VOS TÂCHES:
1. Relevez toutes les communautés ethniques présentes au Monténégro selon le texte sur le Monténégro.
2. Poursuivez le texte sur le Monténégro à partir de sa dernière phrase.

==== EXTRAIT FOURNI

Le Monténégro a été une étape un petit peu particulière de notre voyage : en été, Podgorica est vidée de ses habitants au profit des villes côtières, notamment Kotor et Budva, beaucoup plus touristiques. Malgré nos efforts, nous n’avons donc pu avoir que très peu de rendez-vous et d’entretiens pendant cette semaine. Mais nous avons quand même réussi, à travers nos discussions informelles avec des Monténégrins, à saisir certains enjeux qui animent le pays.
Les minorités ethniques au Monténégro
Il y a une particularité très forte du Monténégro, que nous avons saisie immédiatement par contraste avec la Bosnie-Herzégovine : il n’a pas connu la guerre récemment. C’est l’un des seuls pays de l’ex-Yougoslavie qui a connu une transition pacifique vers l’indépendance, et ça se sent dans les rapports entre les gens. Toutes les discussions ne sont pas appesanties par les mêmes problématiques mémorielles, et le paysage ne porte pas les stigmates d’affrontements.
Pour autant, le Monténégro n’est pas exempt des questions culturelles et inter-ethniques qui animent toute la région des Balkans : on y trouve des Monténégrins, des Serbes, des Bosniaques, des Croates et des Albanais. Leur ethnie est leur principal critère d’appartenance, et les différentes communautés restent assez hermétiques les unes aux autres, même si elles ne sont pas en conflit. Les minorités du pays sont reconnues dans la constitution, ont le droit de pratiquer leur langue et de l’apprendre à l’école, et d’utiliser leurs symboles nationaux. Il existe même un Conseil de protection des droits des membres des groupes nationaux et ethniques, qui travaille à l’échelle nationale.

========
==== LIGNES FOURNIES

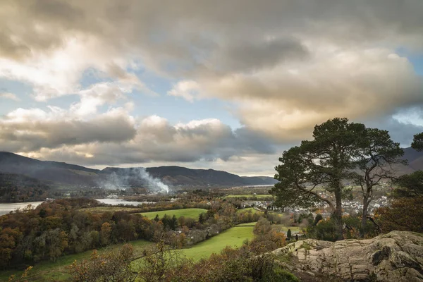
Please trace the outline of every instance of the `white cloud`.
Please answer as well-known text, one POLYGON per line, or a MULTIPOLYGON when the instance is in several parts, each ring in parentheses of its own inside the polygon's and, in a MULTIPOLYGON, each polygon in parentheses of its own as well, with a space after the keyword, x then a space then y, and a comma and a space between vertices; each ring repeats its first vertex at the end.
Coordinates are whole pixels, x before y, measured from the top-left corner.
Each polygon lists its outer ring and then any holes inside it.
POLYGON ((68 94, 80 101, 6 114, 1 145, 92 164, 267 166, 274 143, 308 137, 334 116, 407 135, 419 128, 407 110, 423 105, 422 77, 398 50, 423 52, 421 0, 146 3, 2 1, 0 78, 28 84, 39 102, 68 94), (87 71, 96 82, 82 87, 87 71), (166 94, 192 106, 200 99, 230 101, 243 127, 133 116, 133 90, 155 94, 138 77, 144 71, 176 82, 166 94), (395 114, 414 127, 381 121, 395 114), (111 132, 125 131, 121 139, 106 131, 106 120, 111 132))
POLYGON ((20 101, 20 99, 16 94, 9 92, 0 93, 0 98, 8 99, 13 101, 20 101))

========

RÉPONSES AUX TÂCHES:
1. Monténégrins, Serbes, Bosniaques, Croates, Albanais

2.
La langue officielle du pays est le monténégrin : c’est la même que le serbo-croate, mais tout le monde l’appelle « notre langue » pour éviter les tensions inter-ethniques qui peuvent provenir du fait de l’appeler « monténégrin », « serbe », « croate » ou « bosniaque ». On a trouvé ça intéressant parce que c’est une démarche inverse de celle qu’on a observé en Bosnie, où la langue est un véritable instrument de revendication ethno-nationale.
Quelles relations interreligieuses?
La principale source de tension au Monténégro est intra-communautaire et intra-religieuse, entre orthodoxes : certains revendiquent le développement d’une église autocéphale monténégrine et d’autres, attachés au pope de Serbie, ne la reconnaissent pas. Nous avons eu l’occasion de discuter cette question avec un gérant de restaurant orthodoxe serbe et avec Petar, un jeune qui appartient à l’Église monténégrine, et effectivement leurs discours étaient très différents. Pour le premier, la nouvelle Église n’a aucune substance, pour le second, l’Église de Serbie impose son influence sur le Monténégro. On comprend qu’encore une fois, ce sont surtout des luttes de pouvoir et d’influence qui sont en jeu.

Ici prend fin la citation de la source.